→ AIM A
Set down, word for word, the stretch of the Savoy Hotel passage from "The Savoy, is" through "India in 1947.".
→ AIM B
Report in full every row that contains the string "paddle".

General information
- Location: The Mall, Mussoorie Uttarakhand, India
- Coordinates: 30°27′36″N 78°03′42″E﻿ / ﻿30.4601°N 78.0617°E
- Opening: 1902
- Owner: Mr. Kishore Kaya

Design and construction
- Other designers: Fabinteriors

Other information
- Number of rooms: 75
- Number of restaurants: 2
- Parking: 200

= Savoy Hotel, Mussoorie =

Hotel in Mussoorie, India

The Savoy, is a historic luxury hotel in the hill station, Mussoorie, in Uttarakhand state of India, owned by Mr. Kishore Kaya and Managed by the ITC Hotels. Established in 1902, built in English Gothic architecture style mostly in wood, the hotel is spread over 11 acre with 50 rooms at present, and overlooks the Himalayas. After the railway reached Dehradun in 1900, Mussoorie became more popular, and was the chief summer resort for European residents of the British Raj, from the plains of the United Provinces. Its bar, known as the 'Writer's Bar' remained famous for many decades after the independence of India in 1947.

→ DATASET RECORDS

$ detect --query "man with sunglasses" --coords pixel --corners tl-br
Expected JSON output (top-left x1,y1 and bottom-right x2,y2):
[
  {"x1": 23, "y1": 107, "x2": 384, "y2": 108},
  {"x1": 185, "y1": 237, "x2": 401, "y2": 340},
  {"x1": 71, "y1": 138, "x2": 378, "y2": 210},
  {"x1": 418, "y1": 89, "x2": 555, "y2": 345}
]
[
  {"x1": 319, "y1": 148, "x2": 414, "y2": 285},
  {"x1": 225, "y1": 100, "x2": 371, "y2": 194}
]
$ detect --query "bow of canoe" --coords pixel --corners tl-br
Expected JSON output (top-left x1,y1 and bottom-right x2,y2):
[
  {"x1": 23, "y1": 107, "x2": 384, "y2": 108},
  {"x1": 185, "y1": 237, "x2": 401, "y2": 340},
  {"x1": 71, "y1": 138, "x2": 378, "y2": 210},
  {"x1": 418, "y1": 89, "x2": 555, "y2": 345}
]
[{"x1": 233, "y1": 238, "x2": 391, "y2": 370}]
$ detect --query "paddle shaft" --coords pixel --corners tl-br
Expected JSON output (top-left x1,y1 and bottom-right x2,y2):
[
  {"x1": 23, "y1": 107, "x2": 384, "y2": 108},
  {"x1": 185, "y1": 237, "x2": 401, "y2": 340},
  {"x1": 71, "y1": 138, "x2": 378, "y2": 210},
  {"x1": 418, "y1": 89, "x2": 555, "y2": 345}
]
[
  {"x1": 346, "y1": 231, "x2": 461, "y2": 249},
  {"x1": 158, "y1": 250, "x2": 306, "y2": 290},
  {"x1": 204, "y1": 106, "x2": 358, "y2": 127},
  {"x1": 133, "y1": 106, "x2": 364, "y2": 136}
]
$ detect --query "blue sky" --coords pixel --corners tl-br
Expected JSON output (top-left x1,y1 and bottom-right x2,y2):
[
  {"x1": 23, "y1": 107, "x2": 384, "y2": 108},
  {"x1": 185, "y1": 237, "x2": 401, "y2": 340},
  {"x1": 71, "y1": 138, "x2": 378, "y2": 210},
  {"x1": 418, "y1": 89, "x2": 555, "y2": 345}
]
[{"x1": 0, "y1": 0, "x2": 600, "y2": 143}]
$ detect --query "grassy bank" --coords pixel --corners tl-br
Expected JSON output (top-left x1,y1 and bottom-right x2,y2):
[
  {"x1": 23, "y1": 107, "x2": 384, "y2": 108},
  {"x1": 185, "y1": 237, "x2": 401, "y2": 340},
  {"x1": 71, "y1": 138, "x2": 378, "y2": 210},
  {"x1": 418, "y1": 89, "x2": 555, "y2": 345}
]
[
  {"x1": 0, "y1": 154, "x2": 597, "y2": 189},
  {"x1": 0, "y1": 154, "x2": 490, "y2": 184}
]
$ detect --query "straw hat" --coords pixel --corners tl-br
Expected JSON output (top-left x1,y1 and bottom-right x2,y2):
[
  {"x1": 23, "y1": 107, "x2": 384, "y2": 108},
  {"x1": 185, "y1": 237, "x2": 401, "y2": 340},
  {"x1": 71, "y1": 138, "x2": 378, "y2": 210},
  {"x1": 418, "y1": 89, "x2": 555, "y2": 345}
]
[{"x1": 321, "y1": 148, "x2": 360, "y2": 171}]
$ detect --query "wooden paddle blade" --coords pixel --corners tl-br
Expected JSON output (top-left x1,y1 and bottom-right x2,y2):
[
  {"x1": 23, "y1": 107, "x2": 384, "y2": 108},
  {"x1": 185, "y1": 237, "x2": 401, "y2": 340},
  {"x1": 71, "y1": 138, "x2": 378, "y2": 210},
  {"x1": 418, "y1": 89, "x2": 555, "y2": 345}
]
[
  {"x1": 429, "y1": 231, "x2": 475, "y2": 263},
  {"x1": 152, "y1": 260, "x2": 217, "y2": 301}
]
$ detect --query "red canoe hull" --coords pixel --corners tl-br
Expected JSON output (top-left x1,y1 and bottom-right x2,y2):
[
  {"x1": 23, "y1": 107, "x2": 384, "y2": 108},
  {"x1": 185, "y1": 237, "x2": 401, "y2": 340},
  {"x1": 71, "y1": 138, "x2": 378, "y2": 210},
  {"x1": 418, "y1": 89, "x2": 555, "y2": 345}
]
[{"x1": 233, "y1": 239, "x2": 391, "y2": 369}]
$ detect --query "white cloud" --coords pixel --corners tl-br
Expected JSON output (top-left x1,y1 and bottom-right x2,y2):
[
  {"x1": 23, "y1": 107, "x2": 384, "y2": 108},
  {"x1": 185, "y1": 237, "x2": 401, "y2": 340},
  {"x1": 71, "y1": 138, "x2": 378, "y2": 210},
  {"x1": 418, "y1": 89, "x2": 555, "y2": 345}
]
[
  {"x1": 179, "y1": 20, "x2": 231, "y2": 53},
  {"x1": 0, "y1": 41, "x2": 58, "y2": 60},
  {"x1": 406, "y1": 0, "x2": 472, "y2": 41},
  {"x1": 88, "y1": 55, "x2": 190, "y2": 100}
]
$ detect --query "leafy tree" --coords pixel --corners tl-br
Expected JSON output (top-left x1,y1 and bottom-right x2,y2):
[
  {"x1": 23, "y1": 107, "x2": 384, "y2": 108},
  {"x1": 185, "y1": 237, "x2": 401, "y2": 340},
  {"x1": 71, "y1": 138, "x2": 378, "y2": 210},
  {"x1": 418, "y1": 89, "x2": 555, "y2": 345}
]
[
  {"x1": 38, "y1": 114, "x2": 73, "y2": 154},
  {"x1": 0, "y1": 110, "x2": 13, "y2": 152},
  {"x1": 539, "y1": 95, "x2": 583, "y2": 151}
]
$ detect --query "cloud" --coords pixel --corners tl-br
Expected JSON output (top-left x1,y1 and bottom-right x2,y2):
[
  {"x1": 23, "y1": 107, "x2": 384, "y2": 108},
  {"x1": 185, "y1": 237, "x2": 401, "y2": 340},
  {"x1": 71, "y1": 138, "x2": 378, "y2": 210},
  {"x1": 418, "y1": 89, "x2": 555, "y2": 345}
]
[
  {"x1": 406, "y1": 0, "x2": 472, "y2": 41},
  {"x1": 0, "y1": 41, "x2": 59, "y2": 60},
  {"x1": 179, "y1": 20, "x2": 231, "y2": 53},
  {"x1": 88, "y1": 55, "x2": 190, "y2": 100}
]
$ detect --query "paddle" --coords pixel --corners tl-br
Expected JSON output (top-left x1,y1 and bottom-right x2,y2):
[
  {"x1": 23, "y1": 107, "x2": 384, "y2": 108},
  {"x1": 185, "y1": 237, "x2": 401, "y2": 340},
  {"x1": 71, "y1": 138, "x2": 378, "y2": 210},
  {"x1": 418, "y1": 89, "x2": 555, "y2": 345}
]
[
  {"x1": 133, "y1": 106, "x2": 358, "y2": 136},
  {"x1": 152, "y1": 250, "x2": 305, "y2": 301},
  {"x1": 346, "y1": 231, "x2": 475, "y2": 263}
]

→ COMPLETE OUTPUT A
The Savoy, is a historic luxury hotel in the hill station, Mussoorie, in Uttarakhand state of India, owned by Mr. Kishore Kaya and Managed by the ITC Hotels. Established in 1902, built in English Gothic architecture style mostly in wood, the hotel is spread over 11 acre with 50 rooms at present, and overlooks the Himalayas. After the railway reached Dehradun in 1900, Mussoorie became more popular, and was the chief summer resort for European residents of the British Raj, from the plains of the United Provinces. Its bar, known as the 'Writer's Bar' remained famous for many decades after the independence of India in 1947.

→ COMPLETE OUTPUT B
$ detect --query "paddle shaft" --coords pixel --corners tl-br
$ detect --query "wooden paddle blade" --coords pixel --corners tl-br
$ detect --query "paddle" --coords pixel --corners tl-br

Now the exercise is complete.